◆ INPUT DATA ◆
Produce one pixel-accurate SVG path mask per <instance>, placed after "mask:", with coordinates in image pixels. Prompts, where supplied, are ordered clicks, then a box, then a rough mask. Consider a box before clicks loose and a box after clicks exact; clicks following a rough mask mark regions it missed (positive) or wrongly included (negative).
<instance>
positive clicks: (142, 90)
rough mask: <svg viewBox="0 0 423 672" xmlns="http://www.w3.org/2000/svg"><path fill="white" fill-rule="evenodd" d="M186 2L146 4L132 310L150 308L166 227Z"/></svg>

--

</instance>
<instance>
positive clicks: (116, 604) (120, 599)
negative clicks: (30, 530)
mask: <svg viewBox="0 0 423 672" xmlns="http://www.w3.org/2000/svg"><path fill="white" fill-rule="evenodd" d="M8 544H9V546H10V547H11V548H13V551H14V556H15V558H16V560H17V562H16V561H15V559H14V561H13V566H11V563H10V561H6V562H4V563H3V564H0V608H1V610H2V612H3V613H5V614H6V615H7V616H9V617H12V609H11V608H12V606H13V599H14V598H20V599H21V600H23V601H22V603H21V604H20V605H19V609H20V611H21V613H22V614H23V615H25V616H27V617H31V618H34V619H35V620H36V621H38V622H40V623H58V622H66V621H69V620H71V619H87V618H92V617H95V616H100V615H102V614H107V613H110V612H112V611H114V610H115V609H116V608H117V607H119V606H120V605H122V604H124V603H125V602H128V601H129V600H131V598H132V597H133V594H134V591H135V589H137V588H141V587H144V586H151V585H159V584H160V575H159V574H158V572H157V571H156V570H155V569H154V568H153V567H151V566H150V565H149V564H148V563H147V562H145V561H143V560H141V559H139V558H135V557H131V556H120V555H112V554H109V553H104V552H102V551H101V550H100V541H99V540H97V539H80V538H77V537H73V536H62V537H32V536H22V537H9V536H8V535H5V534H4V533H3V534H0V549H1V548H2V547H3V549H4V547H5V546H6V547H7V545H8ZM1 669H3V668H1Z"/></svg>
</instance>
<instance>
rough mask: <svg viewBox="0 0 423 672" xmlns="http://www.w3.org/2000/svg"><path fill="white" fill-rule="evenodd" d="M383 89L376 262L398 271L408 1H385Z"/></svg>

...

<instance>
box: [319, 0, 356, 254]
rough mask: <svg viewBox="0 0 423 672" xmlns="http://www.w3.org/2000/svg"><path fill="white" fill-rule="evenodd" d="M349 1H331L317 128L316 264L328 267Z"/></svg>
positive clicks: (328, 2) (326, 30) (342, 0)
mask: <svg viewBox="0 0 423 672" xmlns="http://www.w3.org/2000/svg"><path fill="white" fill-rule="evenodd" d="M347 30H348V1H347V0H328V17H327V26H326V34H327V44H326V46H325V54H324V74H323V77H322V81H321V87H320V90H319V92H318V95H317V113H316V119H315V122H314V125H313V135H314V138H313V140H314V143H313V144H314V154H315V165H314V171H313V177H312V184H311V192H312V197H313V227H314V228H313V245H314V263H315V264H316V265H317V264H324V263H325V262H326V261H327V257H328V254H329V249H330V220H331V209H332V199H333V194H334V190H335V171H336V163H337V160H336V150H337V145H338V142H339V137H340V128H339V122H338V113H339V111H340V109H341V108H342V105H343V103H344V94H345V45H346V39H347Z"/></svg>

◆ PROBLEM TO WORK ON ◆
Rewrite the lines from the one containing "Produce one pixel-accurate" through the one containing "2L146 4L132 310L150", with "rough mask" replaced by "coarse mask" and all else left unchanged. Give only those lines.

◆ TASK RESPONSE ◆
Produce one pixel-accurate SVG path mask per <instance>, placed after "mask:", with coordinates in image pixels. Prompts, where supplied, are ordered clicks, then a box, then a coarse mask. Consider a box before clicks loose and a box after clicks exact; clicks following a coarse mask mark regions it missed (positive) or wrongly included (negative).
<instance>
positive clicks: (142, 90)
coarse mask: <svg viewBox="0 0 423 672" xmlns="http://www.w3.org/2000/svg"><path fill="white" fill-rule="evenodd" d="M186 2L146 4L132 310L150 308L166 227Z"/></svg>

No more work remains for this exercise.